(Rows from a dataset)
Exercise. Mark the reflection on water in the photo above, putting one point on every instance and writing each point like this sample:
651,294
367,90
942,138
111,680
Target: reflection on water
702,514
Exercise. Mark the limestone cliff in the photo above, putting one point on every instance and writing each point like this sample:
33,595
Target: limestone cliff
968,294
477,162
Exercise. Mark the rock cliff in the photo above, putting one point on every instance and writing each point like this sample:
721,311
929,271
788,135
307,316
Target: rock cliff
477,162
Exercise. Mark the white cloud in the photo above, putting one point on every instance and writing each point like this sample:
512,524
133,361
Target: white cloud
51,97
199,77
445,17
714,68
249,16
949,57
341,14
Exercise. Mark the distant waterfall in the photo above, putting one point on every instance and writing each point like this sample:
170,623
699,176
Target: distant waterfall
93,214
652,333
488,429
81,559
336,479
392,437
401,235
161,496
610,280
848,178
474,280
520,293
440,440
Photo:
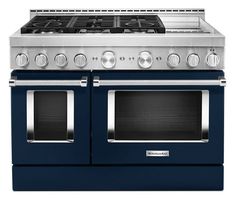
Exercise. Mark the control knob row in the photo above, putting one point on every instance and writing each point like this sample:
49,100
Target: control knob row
193,60
41,60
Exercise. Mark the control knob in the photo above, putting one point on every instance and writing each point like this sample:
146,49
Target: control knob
213,60
21,60
145,60
193,60
80,60
173,60
41,60
108,59
61,60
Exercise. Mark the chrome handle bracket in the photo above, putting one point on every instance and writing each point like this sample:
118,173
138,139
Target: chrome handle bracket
221,81
13,82
96,81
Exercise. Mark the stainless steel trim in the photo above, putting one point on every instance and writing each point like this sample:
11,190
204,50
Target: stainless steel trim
215,82
30,118
111,114
157,141
30,115
15,82
50,141
205,115
70,115
204,127
157,153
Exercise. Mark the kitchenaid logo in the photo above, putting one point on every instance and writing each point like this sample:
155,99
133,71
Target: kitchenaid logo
157,153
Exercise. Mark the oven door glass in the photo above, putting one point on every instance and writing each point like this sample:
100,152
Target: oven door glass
50,116
158,116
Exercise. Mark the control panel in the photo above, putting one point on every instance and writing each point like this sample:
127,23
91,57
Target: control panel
118,58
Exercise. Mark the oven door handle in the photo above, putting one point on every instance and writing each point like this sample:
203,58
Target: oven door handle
15,82
205,82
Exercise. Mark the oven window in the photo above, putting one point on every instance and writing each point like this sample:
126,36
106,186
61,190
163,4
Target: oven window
49,116
158,115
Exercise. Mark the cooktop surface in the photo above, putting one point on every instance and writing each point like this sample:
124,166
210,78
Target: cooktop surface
94,24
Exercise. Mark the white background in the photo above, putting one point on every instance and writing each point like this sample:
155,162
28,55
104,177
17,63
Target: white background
14,14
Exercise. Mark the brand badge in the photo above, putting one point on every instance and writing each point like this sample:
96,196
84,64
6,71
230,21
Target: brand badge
156,153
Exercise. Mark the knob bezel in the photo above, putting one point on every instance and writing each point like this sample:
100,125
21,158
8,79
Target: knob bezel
188,57
46,58
82,55
27,59
140,57
65,63
103,57
168,60
215,54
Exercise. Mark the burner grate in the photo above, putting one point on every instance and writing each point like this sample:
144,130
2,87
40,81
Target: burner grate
94,24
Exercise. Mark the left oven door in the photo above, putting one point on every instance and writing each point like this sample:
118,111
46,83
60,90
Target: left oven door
50,120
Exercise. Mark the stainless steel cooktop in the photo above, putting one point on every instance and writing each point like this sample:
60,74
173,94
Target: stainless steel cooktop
154,39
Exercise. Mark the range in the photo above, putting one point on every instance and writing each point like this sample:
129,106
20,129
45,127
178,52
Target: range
117,100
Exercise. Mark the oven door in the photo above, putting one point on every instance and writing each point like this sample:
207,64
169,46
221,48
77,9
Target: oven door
158,117
50,118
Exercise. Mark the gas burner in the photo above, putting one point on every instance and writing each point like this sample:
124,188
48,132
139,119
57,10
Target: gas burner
94,24
47,23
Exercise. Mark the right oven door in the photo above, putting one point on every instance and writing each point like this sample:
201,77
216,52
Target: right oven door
157,121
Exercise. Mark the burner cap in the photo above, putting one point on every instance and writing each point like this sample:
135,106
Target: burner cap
48,23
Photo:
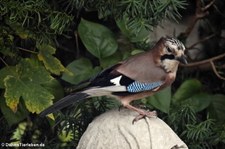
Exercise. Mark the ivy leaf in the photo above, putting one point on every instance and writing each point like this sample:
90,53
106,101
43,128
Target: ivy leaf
26,82
82,69
161,100
4,72
51,63
199,101
142,34
98,39
187,89
10,116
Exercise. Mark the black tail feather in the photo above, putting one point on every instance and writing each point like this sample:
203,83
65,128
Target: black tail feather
64,102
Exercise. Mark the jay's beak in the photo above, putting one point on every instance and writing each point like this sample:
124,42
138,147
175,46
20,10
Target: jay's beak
182,59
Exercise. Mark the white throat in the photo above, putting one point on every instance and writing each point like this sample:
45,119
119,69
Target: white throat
170,65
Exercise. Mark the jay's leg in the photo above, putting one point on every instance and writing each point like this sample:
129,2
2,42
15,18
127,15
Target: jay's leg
125,100
142,113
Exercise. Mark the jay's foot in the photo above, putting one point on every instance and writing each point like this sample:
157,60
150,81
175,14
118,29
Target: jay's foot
144,114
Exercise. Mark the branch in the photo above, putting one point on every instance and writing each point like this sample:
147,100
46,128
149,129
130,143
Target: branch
215,71
200,41
204,61
208,61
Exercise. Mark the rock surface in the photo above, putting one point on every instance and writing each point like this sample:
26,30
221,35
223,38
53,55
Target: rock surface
114,130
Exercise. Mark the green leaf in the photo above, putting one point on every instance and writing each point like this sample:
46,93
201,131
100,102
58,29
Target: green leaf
82,69
132,35
98,39
27,83
199,101
10,116
107,62
217,108
186,90
4,72
55,88
51,63
161,100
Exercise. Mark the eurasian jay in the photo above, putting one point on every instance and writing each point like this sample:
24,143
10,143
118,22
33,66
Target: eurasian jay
137,77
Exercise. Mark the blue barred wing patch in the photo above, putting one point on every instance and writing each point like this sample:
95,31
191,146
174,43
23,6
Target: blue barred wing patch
139,87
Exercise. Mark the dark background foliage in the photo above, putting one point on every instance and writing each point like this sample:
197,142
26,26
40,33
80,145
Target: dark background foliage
48,47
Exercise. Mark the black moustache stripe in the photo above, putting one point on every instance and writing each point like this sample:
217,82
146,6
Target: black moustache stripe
167,56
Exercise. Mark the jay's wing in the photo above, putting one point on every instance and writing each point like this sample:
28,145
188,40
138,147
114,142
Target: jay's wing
139,73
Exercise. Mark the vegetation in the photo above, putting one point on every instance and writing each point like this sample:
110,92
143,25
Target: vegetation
48,47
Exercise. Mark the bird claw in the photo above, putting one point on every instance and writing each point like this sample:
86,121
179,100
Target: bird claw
148,114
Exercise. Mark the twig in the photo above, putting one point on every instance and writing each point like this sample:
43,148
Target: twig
204,61
215,71
200,41
77,44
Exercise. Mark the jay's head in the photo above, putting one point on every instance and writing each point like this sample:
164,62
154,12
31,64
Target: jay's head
172,54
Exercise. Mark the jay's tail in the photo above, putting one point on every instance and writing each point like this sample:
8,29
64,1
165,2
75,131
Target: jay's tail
76,97
64,102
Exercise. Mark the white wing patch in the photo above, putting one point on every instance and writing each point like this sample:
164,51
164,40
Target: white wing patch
116,81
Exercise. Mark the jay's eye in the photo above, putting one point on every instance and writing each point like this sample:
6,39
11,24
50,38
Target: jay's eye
168,49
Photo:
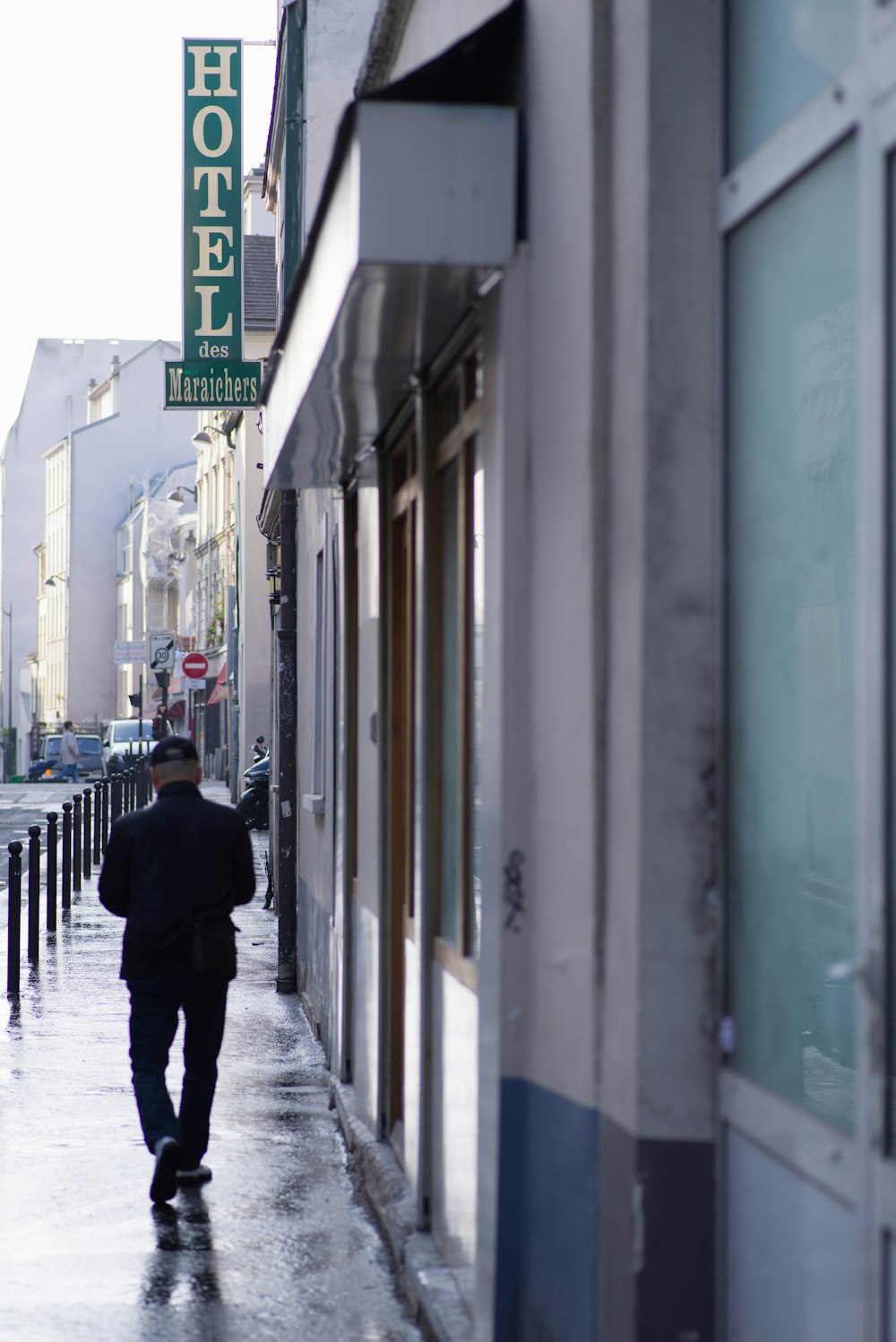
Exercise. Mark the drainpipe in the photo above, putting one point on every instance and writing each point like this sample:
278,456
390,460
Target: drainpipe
288,856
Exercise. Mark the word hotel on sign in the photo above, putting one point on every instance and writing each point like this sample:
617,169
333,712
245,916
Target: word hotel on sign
212,132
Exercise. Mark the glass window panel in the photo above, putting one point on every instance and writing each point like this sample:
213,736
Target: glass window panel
892,652
791,407
450,733
478,619
781,54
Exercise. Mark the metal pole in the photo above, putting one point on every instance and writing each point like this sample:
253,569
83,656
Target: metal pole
77,846
53,838
13,926
66,855
288,783
34,891
89,844
99,789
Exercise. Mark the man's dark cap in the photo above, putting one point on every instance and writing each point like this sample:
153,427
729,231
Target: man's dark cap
173,751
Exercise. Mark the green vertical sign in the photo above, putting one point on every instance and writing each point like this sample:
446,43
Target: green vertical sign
212,200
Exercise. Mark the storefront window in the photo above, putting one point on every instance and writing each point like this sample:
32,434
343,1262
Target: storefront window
791,430
450,781
781,54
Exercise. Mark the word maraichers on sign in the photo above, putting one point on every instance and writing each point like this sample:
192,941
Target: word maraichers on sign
212,374
221,385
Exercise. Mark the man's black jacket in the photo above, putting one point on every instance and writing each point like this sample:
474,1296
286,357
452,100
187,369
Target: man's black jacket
165,865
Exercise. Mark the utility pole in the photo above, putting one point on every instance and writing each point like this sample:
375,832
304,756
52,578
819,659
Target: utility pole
288,863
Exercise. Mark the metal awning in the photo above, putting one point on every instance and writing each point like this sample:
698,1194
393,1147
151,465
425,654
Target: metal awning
420,207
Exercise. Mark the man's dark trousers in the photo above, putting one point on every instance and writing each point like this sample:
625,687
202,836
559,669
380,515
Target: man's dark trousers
154,1004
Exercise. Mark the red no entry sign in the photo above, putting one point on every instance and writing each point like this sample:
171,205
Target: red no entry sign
194,665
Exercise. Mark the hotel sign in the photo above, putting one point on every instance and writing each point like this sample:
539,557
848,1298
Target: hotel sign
212,374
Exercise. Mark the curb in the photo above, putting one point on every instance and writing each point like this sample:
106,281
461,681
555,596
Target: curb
424,1279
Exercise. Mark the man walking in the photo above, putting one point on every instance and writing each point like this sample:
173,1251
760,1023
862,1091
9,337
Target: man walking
69,753
176,871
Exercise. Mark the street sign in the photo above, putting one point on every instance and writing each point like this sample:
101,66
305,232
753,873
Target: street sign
194,665
130,649
161,651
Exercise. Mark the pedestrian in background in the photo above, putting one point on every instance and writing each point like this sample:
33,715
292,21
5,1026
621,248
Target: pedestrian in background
69,753
176,871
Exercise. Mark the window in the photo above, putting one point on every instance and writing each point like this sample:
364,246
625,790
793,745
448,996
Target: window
461,557
781,54
791,695
320,670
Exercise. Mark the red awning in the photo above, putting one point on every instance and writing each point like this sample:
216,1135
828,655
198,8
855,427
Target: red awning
221,690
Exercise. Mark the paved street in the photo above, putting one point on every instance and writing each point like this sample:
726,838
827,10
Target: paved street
277,1245
24,804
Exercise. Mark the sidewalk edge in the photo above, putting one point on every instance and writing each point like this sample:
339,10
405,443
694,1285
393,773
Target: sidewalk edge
424,1277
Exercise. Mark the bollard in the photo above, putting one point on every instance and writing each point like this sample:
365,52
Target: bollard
77,843
66,855
34,891
105,830
89,841
99,789
53,837
13,926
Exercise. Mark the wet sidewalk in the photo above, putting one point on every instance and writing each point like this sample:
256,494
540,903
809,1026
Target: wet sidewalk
277,1245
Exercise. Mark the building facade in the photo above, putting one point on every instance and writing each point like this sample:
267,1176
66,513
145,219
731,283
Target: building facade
577,462
108,431
156,585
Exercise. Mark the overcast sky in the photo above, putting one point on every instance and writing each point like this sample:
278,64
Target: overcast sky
90,108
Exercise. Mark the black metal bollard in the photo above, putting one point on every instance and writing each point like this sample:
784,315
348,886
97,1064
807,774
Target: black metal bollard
105,827
66,855
34,891
53,838
13,926
77,843
99,792
89,841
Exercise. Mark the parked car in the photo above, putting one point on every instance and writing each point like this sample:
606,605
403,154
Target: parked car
90,764
125,738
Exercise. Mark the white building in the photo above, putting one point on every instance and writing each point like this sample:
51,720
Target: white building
156,581
116,430
54,403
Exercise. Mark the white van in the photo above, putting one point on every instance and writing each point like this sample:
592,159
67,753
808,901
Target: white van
126,737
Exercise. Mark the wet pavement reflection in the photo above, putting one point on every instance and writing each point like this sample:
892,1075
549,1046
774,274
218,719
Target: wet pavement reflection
277,1245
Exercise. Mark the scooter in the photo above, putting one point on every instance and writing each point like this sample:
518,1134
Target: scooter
254,805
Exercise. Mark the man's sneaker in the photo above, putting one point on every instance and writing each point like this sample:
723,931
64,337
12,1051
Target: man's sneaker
168,1153
202,1174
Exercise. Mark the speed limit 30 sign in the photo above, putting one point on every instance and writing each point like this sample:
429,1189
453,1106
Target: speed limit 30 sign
161,651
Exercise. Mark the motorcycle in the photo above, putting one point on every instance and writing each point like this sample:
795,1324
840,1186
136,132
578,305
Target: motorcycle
254,805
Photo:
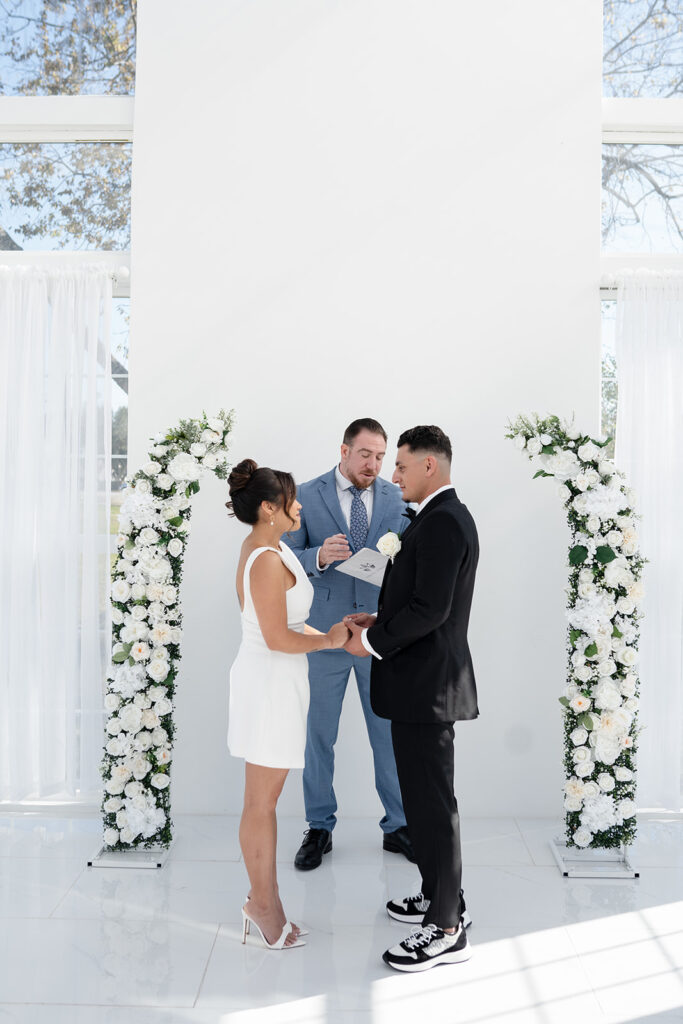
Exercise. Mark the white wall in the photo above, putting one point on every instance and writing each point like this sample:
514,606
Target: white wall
381,208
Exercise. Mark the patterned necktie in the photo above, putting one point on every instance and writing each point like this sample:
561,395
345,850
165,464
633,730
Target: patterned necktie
358,520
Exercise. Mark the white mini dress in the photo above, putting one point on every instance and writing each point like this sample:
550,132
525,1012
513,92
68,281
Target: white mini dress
269,690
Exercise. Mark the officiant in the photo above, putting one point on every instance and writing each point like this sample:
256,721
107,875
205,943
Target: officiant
344,510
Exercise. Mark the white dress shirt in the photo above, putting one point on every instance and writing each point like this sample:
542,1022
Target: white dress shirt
364,636
345,499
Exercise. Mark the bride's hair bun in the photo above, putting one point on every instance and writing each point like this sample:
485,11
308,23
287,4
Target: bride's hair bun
241,475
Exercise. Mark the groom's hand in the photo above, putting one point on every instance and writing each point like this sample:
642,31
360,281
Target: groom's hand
334,549
361,619
354,644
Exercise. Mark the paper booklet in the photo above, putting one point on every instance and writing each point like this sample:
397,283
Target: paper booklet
365,564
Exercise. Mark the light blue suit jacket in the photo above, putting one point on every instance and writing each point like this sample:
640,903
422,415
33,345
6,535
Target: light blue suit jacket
336,594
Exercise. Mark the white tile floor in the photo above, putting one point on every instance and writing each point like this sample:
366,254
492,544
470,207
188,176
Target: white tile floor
83,945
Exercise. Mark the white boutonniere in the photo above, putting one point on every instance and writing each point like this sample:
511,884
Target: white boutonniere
389,545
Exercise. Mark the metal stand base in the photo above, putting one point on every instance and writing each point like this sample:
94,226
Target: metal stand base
575,863
154,857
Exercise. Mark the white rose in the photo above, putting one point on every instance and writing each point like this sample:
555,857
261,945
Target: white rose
120,591
593,523
147,536
582,838
628,685
139,651
130,717
389,545
143,740
606,781
626,808
150,719
158,670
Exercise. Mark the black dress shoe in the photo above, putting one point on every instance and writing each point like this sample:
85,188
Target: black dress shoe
399,842
315,843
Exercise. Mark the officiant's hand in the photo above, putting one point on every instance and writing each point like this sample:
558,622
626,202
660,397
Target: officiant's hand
354,644
334,549
360,619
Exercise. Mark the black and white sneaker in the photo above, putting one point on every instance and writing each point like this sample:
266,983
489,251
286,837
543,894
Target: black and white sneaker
413,908
428,947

■ What to do: Repeat exactly the lines starting at the line with "Exercise. Mark the black dress" and ending with the final line of the entries. Include nothing else.

■ Task output:
Exercise. Mark the black dress shoe in the photo above, putting one point on every instance and writing each point like this sample:
85,188
Target: black dress shoe
399,842
315,843
Exercise. Mark the officiant's hand in the photo above, putting one point on every instance and writing each point like this sample:
558,622
626,202
660,397
Target: officiant's hand
354,644
334,549
360,619
Exercise. Mark the black and white sneaker in the photo above, putting one point on every instance and writing each point like this sample:
266,983
489,251
286,837
543,894
Target: black and white sneaker
413,908
428,947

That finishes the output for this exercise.